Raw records
◆ ◆ ◆ ◆

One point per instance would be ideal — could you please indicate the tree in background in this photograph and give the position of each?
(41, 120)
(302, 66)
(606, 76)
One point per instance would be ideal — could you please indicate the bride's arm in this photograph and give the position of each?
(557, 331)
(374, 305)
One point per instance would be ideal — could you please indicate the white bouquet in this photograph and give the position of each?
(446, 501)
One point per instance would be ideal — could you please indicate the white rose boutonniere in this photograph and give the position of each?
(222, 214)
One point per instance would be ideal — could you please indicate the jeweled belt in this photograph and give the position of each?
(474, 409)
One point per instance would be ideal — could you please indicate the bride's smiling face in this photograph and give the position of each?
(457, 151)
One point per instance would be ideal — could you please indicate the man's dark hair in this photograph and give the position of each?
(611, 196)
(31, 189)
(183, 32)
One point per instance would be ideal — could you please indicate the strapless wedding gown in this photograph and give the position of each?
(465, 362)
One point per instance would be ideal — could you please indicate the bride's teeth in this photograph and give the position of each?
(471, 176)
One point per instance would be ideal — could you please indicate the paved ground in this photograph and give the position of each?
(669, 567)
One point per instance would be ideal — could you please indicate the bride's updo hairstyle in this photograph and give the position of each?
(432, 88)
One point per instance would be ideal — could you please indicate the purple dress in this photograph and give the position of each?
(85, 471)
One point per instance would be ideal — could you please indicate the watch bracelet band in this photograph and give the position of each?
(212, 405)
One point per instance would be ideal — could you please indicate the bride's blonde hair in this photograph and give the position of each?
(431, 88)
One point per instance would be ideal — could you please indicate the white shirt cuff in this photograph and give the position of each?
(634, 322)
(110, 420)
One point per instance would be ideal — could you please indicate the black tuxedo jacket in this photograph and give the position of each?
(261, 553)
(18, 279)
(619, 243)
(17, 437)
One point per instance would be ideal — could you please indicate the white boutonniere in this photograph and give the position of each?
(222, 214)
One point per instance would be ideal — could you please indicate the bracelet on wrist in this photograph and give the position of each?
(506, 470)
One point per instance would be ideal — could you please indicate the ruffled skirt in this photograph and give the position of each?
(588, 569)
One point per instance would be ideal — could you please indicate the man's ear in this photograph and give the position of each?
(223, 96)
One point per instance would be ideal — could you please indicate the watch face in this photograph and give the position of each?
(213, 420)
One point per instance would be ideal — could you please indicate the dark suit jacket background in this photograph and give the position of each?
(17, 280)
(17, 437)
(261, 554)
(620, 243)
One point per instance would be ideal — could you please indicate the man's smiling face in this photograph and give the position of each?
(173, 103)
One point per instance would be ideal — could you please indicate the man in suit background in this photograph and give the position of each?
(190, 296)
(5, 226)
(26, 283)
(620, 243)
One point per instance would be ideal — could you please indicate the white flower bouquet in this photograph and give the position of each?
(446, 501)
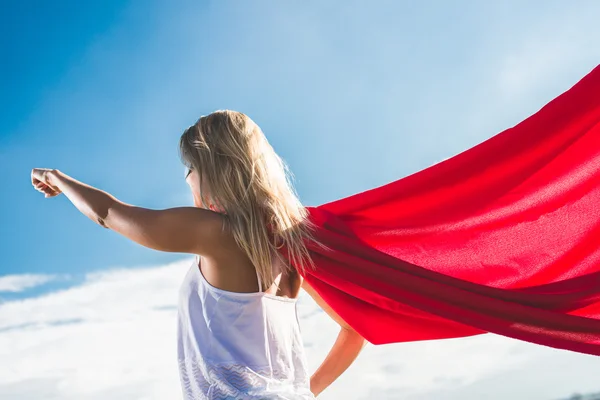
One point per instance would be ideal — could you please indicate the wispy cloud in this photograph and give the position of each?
(20, 282)
(114, 336)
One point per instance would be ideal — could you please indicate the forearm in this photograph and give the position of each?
(93, 203)
(343, 353)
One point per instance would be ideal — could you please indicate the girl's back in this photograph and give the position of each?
(239, 345)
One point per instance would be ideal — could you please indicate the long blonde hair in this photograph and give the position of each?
(252, 184)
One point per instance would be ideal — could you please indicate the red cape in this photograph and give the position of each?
(503, 238)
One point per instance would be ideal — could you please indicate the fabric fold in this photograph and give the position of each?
(503, 238)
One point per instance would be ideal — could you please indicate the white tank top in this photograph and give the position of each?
(238, 345)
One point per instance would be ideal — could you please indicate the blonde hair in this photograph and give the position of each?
(252, 184)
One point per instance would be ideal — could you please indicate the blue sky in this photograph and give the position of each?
(351, 94)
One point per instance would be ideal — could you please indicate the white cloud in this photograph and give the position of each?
(20, 282)
(114, 336)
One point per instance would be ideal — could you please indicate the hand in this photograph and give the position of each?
(40, 181)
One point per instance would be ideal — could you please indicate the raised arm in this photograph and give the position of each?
(182, 229)
(343, 353)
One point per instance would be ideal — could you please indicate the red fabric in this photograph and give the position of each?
(503, 237)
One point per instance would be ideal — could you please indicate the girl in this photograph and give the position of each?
(238, 329)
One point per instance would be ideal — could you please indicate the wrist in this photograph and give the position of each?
(53, 178)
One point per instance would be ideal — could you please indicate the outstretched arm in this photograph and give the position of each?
(182, 229)
(345, 350)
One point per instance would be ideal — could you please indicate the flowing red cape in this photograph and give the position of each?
(503, 238)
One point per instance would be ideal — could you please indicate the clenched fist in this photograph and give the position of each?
(40, 181)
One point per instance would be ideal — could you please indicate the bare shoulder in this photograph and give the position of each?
(180, 229)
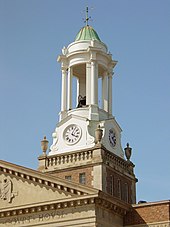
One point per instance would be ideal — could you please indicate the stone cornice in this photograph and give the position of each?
(87, 157)
(98, 199)
(44, 179)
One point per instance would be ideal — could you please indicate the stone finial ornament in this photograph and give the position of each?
(98, 134)
(44, 145)
(128, 152)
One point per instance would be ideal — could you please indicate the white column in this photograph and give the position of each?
(105, 92)
(64, 90)
(88, 83)
(69, 98)
(78, 91)
(94, 83)
(110, 92)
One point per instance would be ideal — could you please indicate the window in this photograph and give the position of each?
(111, 185)
(82, 178)
(126, 193)
(119, 189)
(68, 178)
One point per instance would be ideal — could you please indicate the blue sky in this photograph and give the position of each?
(137, 34)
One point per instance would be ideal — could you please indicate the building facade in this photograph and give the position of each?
(86, 178)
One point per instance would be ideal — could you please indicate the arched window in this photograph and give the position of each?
(119, 193)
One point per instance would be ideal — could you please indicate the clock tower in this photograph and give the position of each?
(88, 61)
(86, 146)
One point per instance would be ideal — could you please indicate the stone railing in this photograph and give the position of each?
(68, 158)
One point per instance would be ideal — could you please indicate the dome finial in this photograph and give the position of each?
(87, 16)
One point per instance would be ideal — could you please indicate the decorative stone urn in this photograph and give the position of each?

◆ ◆ ◆ ◆

## What you will do
Write out the entries again, exactly as given, skipping any images.

## Answer to the problem
One point per instance would be ideal — could you please indicate the tree in background in this photograph and give the position of each?
(41, 120)
(302, 66)
(606, 76)
One point per instance would be ideal — could you please indicate the bride's arm in this photograph and give the position of each?
(557, 331)
(374, 305)
One point per instance would be ideal — could you please indicate the white bouquet in this photograph and give the position of each?
(446, 501)
One point per instance would be ideal — could you please indicate the white rose boutonniere in this photograph and give the position of each?
(222, 214)
One point per instance would be ideal — could you please indicate the jeweled belt in this photograph and give the position of each?
(474, 409)
One point per instance would be ideal — could you please indicate the bride's smiling face in this photograph and give the position of each?
(457, 151)
One point per instance would be ideal — could you please indicate the man's dark hair in this photograph and give the position of each?
(611, 196)
(31, 189)
(183, 32)
One point per instance would be ideal — could you please indicate the strapless wedding gown in this photograph and give the position of each?
(465, 362)
One point per instance would be ideal — could you please indicate the bride's teeth in this photograph and give the position of each?
(471, 176)
One point per instance would be ideal — could you please indicate the paved ground in this photograph and give the position of each?
(669, 567)
One point per instance would be ideal — could you please indicate the bride's updo hairstyle in this photograph and give the position of each?
(432, 88)
One point per instance would be ideal — could you please indicate the purple dress in this photograph and give the position of each?
(85, 471)
One point per instance would be ideal — could you please indicate the watch bracelet band in this photograph and give the position of each?
(212, 405)
One point per instance would be ideal — could you please indicate the bride's blonde hair in this photograph and give the position of each?
(431, 88)
One point per instance would be ideal — could you please indicate the white shirt cuff in this photograph and give the position of each?
(634, 322)
(110, 420)
One point per instance would be ideal — could you please indicate the black tuxedo jacket in this photograph and give the position of each?
(261, 553)
(18, 279)
(619, 243)
(17, 437)
One point per instance would be ideal — could you please indicate the white boutonniere in this photograph and give the position of each?
(222, 214)
One point per instance would be ideal — could you please indicate the bracelet on wrist in this photograph and give the position of each?
(506, 470)
One point per instance would be ideal — could you please indicate the ruffled skirt in this photograph and give the position of each?
(588, 569)
One point per instance would be ideal — could you please indicate the man's ear in this photograph and give the position of each?
(223, 96)
One point per instance would be ideal — could you please indicate the watch face in this photograph and give the position of each?
(213, 420)
One point per instance would be ideal — could you please indicate the dark suit jacket background in this photograph and give the position of each?
(17, 280)
(17, 437)
(261, 554)
(620, 243)
One point per instance would be ideal — could you please indicate the man's smiling face in this photograph and give the position of each?
(173, 103)
One point per instance would be ideal — could you please indicate the man in suit background in this photograph and give the position of each?
(190, 296)
(5, 226)
(26, 283)
(620, 243)
One point per instance would be ideal — could you please indicate the white flower bouquet in this photograph and give the position of each?
(446, 501)
One point per instance would be ideal — could you please indicate the wispy cloud in this photograph and give the position of each?
(20, 282)
(114, 336)
One point per instance would be ideal — could you please indicate the forearm in this photograph and give the position of each?
(93, 203)
(343, 353)
One point per instance would be ideal — could you please indicate the girl's back in this photograph and give the position of each?
(239, 345)
One point per instance would be ideal — could you please indicate the long blonde hair in this photograph and give the position of each?
(252, 184)
One point per instance would be ideal — could you please indicate the red cape in this photograph and give the position of each?
(503, 238)
One point per instance would be ideal — could you please indicate the fabric fold in this photograph and give the position of each?
(503, 238)
One point per instance would be ideal — could you please indicate the white tank top in this photograph and give the position of each?
(238, 345)
One point per instance would be ideal — could you please indicate the blonde hair in this photograph and give the position of each?
(252, 184)
One point per instance would be ideal — could you please indicate the blue sky in this photograph and give the position of each?
(351, 94)
One point per instance would be ideal — could you please indicate the white cloud in this photograph and give the position of each?
(20, 282)
(114, 336)
One point per instance would be ideal — could you please indicate the hand in this photograph and give the position of each?
(40, 181)
One point per instance would be ideal — could you please indicate the raised arm in this photograph and give the position of each?
(182, 229)
(343, 353)
One point per instance would be ideal — could you please indicate the red fabric in this photograph and give the position of each?
(503, 237)
One point per instance would be ideal — could you please indicate the girl in this photograph and give the position of each?
(238, 329)
One point per instance would be ideal — could you please indicate the wrist in this photograph and give the position of each?
(53, 178)
One point per instance would be ideal — could you please indicate the outstretched arm in this photograph and give the position of each?
(182, 229)
(345, 350)
One point per instance would be ideal — could you please indicate the flowing red cape in this photograph and give the position of each?
(503, 238)
One point per instance would be ideal — could you please indicate the clenched fist in this photograph and give the position of each?
(40, 181)
One point per instance would be ideal — could you please indicate the bare shoulder in this photograph and give the position of each?
(180, 229)
One point per instance would be ideal — could you please indicate the stone cornice in this photograph and give the position of each?
(87, 157)
(98, 199)
(44, 179)
One point per instance would be ideal — could you please indicate the stone finial ornament in this photograph and give the position of each?
(98, 134)
(44, 145)
(128, 152)
One point per instance would be ideal — could you please indicate the white column in this photograph and give the position of each?
(105, 92)
(64, 90)
(88, 83)
(69, 98)
(78, 91)
(94, 83)
(110, 92)
One point per instance would be ideal — could you please indicate the window in this photograph and give the position of each?
(111, 185)
(82, 178)
(126, 193)
(119, 189)
(68, 178)
One point per instance would be ideal — could you please indicate the blue sky in this photograph and give the position of each?
(137, 34)
One point per instance would be ideal — could you please indicate the building facade in this photograph and give the position of each?
(86, 178)
One point per instance would be ideal — could you please indicate the arched window in this photograph and give the position of each?
(119, 193)
One point per instance would be ideal — could you please indicate the clock tower in this photograph and give the position of each?
(88, 61)
(86, 146)
One point per instance would be ideal — could you please indicate the stone railing in this photograph and give the position of each?
(68, 158)
One point per instance would be ideal — could you please indicate the dome finial in this photograph and give the position of each?
(87, 16)
One point per instance would be ideal — could you please indicate the decorative stone urn in this photograph and give the position of each?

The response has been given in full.